■ Verilen görev A: Cumhuriyet çocukları üzerine yazıda, gazeteci ve yazar olarak en başta gelen görev ne olarak belirtiliyor?

*** Metin

Yusuf Cinal
  1. Haberler
  2. Yazarlar
  3. Geleceğimiz, Cumhuriyet çocukları!

Geleceğimiz, Cumhuriyet çocukları!

Paylaş

Bu Yazıyı Paylaş

veya linki kopyala

Sevgili okurlar,
“Güne damga vuran konuşmalar”, yine Türkiye Büyük Millet Meclisi’nde yapıldı..
Kim mi, yaptı?
O kadar, önemli mi?
Elbette önemli ki”, böyle bir giriş yaptım!..
Son yıllarda, teğmenlerin ritüel kılıç gösterisinde nasıl ki,” Atatürk’ün askerleriyiz” diye seslenmişlerse, seçilmiş ve Türkiye’nin en mega kenti, kendisine üçüncü defa teslim edilmiş, İstanbul Büyükşehir Belediye Başkanı Ekrem İmamoğlu’nun, Silivri zindanlarına tıkıldığı bu günlerde, Meclis’ten(TBMM) yükselen o sesi, unutmak olmaz?
Neden mi?
Nedeni, “sizce malum” değil mi?
Küçük ama büyük yüreği ile “Türkiye Cumhuriyeti’nin kalbi Meclis’te, hem büyüklere, hem küçüklere ve hem de hepimize, büyük bir ders veren çocuklarımızı” yürekten alkışlıyorum..
Durumdan, heberdar değil misiniz?
Gazeteci ve yazar olarak, en başta gelen görevimiz, “sizleri bilgilendirmek ve haberdar” etmektir..
Bizler, “ne hakimiz, ne avukat, ne savcı, ne de vekil, insanımızı bilgilendirmek ve haberdar etmek adına, Cumhuriyet rejimi içinde, Atatürk Türkiyesi’nde görev üstlenmiş, gözünüz, kulağınız, sesiniziz” biline!..

******

■ Verilen görev B: Listede "Point out the car" ifadesini içeren satırdan başlayıp listenin son satırına kadar, her iki uç dahil, tüm satırları değiştirmeden aktarın.

*** Çıkarılan liste

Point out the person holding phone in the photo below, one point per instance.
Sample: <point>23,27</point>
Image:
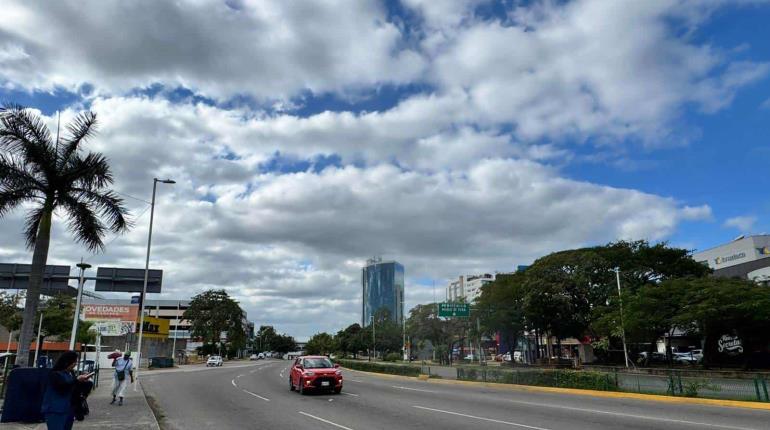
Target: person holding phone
<point>58,407</point>
<point>124,369</point>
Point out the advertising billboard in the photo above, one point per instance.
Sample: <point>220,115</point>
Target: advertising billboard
<point>104,312</point>
<point>155,328</point>
<point>114,327</point>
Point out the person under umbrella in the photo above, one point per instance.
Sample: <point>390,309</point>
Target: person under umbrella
<point>124,369</point>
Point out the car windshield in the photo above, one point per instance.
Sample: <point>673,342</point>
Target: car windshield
<point>317,363</point>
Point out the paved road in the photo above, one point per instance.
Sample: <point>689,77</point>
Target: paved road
<point>250,396</point>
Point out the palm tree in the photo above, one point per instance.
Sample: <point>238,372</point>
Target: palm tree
<point>50,177</point>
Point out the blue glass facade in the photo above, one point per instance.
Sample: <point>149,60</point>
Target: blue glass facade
<point>383,287</point>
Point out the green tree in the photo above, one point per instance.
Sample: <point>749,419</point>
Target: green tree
<point>351,340</point>
<point>283,343</point>
<point>214,312</point>
<point>48,176</point>
<point>500,308</point>
<point>712,307</point>
<point>265,338</point>
<point>321,344</point>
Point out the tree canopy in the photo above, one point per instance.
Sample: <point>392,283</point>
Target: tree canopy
<point>214,312</point>
<point>45,175</point>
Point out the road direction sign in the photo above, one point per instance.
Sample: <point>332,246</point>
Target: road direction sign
<point>127,280</point>
<point>454,310</point>
<point>16,276</point>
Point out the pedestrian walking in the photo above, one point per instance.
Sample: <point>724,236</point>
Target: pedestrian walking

******

■ Görev yanıtı A: Okurları bilgilendirmek ve haberdar etmek.

■ Görev yanıtı B:
Point out the car windshield in the photo above, one point per instance.
Sample: <point>673,342</point>
Target: car windshield
<point>317,363</point>
Point out the paved road in the photo above, one point per instance.
Sample: <point>689,77</point>
Target: paved road
<point>250,396</point>
Point out the palm tree in the photo above, one point per instance.
Sample: <point>238,372</point>
Target: palm tree
<point>50,177</point>
Point out the blue glass facade in the photo above, one point per instance.
Sample: <point>149,60</point>
Target: blue glass facade
<point>383,287</point>
Point out the green tree in the photo above, one point per instance.
Sample: <point>749,419</point>
Target: green tree
<point>351,340</point>
<point>283,343</point>
<point>214,312</point>
<point>48,176</point>
<point>500,308</point>
<point>712,307</point>
<point>265,338</point>
<point>321,344</point>
Point out the tree canopy in the photo above, one point per instance.
Sample: <point>392,283</point>
Target: tree canopy
<point>214,312</point>
<point>45,175</point>
Point out the road direction sign in the photo above, one point per instance.
Sample: <point>332,246</point>
Target: road direction sign
<point>127,280</point>
<point>454,310</point>
<point>16,276</point>
Point out the pedestrian walking in the photo above, one point per instance.
Sample: <point>724,236</point>
Target: pedestrian walking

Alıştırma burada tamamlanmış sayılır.